* **Objectives**
1/ Rewrite the paragraph in the TypeWright review below that begins "I’ve also noticed that printers" so that it is shorter but keeps its main facts.
2/ In the TypeWright review below, how many results did the search for "Haywood" from the TypeWright tab return?
3/ Continue the TypeWright review below from its last sentence.

* **Source passage**
Testing TypeWright

I participated as one of the “power users” in the testing of the TypeWright tool hosted by 18thConnect.org. In my assessment of the tool I chose a work titled Love-letters on all Occasions Lately Passed between Persons of Distinction, collected by Mrs. Eliza Haywood. I corrected the first eight pages of the document.  After completing my evaluation, I submitted a report that outlined what I have learned, my experience with interface, and suggestions for future developments. The sections below contain my evaluation of the tool as well as a more comprehensive version of the report I have submitted to 18thConnect.org.

For those who are not familiar with the tool, here is a Video Introduction.

TypeWright Beta Evaluation:

How much did you learn about mechanically typed text from this exercise?

To test TypeWright, I chose a work titled Love-letters on all Occasions Lately Passed Between Persons of Distinction, Collected by Mrs. Eliza Haywood. I did not realize before I started the exercise that spacing between letters would be the main issue. Starting with the first line of the book—where the OCR text for “LOVE-LETTERS” was “LOV E-LETTERS”—most of the changes on the eight pages I corrected involved deleting or adding spaces between letters and words:

I’ve also noticed that printers often used extra spacing as part of the ornamentation of text. In my example, the publishing city, London, had an extra space between each letter. Similarly, the first word of the letter, Madam, had larger spacing between letters.

I also learned that, aside from spacing, mechanically typed text is remarkably varied in its use of lower and upper case letters as well as bold and cursive typefaces. Whether used for emphasis, distinction, or aesthetic reasons, almost every page of my document contained words in bold typeface, italics, small capitals, or regular capitals. The variations of the letter “s” were the result of the second most common OCR error. While OCR worked surprisingly well with some words that contained the long “s,” words like “shine” or “mistress” where the letter “s” was in close proximity to other problem letters (“h” and “t” in these cases) would almost always require correction. The doubling of the letter “s” also frequently caused multiple mistakes:

Overall, I think that this exercise is valuable to any student of literature at the undergraduate or the graduate level.

Please tell us anything else you’d like us to know about your experience using the TypeWright beta.

I had some difficulty finding a TypeWright enabled text. I wanted to work with one of the texts by Eliza Haywood. A search for “Haywood” from the TypeWright tab, where the engine searches specifically for TypeWright enabled texts, returned 28 results. Less than half of these results allowed me to edit the work; out of the first 10 results only one did not take me to the error page. I was aware of the last line issue (I learned from the walkthrough video that the last line would not retain any changes if one did not return to the previous line), but on several occasions I still managed to forget to return to the previous line to make sure that the last line edits would be saved. Perhaps there should be a “check/save” button for the entire page. I also had some problems with adding and deleting lines. The section of the book that I worked on contained an ornately decorated initial capital letter (p. 2).

* **Supplied material**
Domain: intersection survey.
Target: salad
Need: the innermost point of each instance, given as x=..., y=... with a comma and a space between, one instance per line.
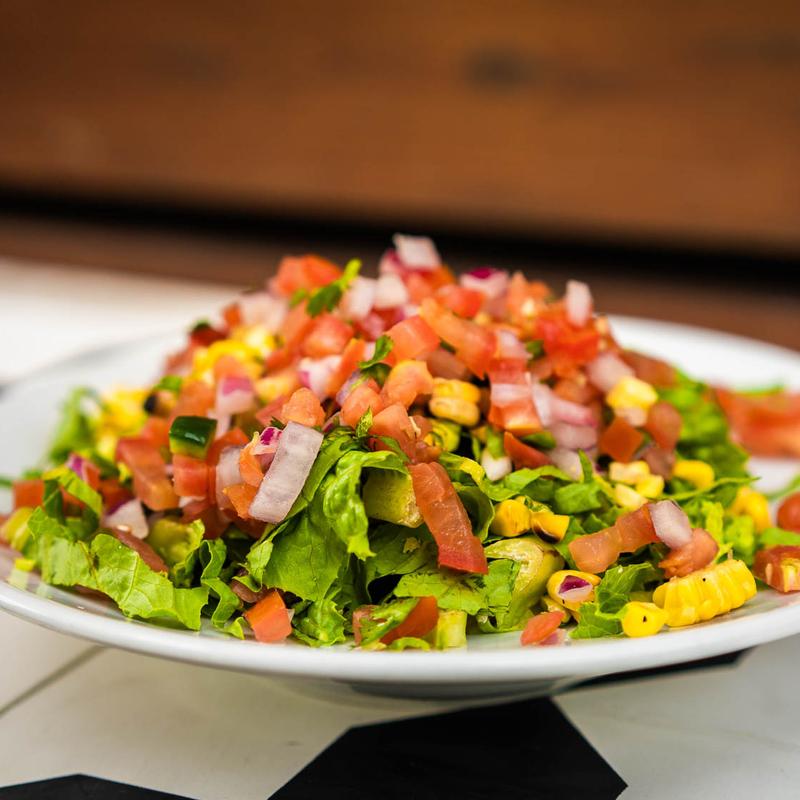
x=402, y=460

* **The answers**
1/ Printers often added extra space between letters as decoration. In this example, every letter of "London," the city of publication, was spaced apart, and "Madam," the letter's first word, also had wider letter spacing.

2/ 28 results.

3/
Because of this initial the OCR text missed the first line. I have tried to insert the line above the section, and while I was able to do so, the line disappeared as soon as I navigated away from the page. A bug with line insertion was reported in the original “call for testers” e-mail, so the feature was probably not fixed when I did my testing. When I moved to the third line of that section, I realized that the first line was actually captured by the OCR text, but because of the positioning of the ornamented initial—the ornaments took some space forcing the actual letter to be slightly below the first line—the first was moved to the position of the second line while the second line was mistakenly captured as the first one. I was able to delete the first line (which was now in a position of the second line) to make sure that the actual second line was followed by the third line of the text. I was not able, however, to transcribe the first line of the text in any position above the second line. Similarly, the page header of some of the pages I corrected contained the word “DEDICATIONS” that the OCR missed, and I was not able to add that line above the first line of the text.  I have also experienced several instances where the last line would be on the same level as a page number/identifier. Page 2 of my document, for instance, contained this OCR text in the last line: “A3 fully.” Clearly, “A3” was not part of the original last line, but I was not sure whether to leave this line intact or insert a line with “A3” below to separate the page identifier from the rest of the text. Perhaps small issues such as the one I had with page numbers should be documented as part of the “Instructions” text on the bottom of each “Edit” page.

What additional features would you like to see?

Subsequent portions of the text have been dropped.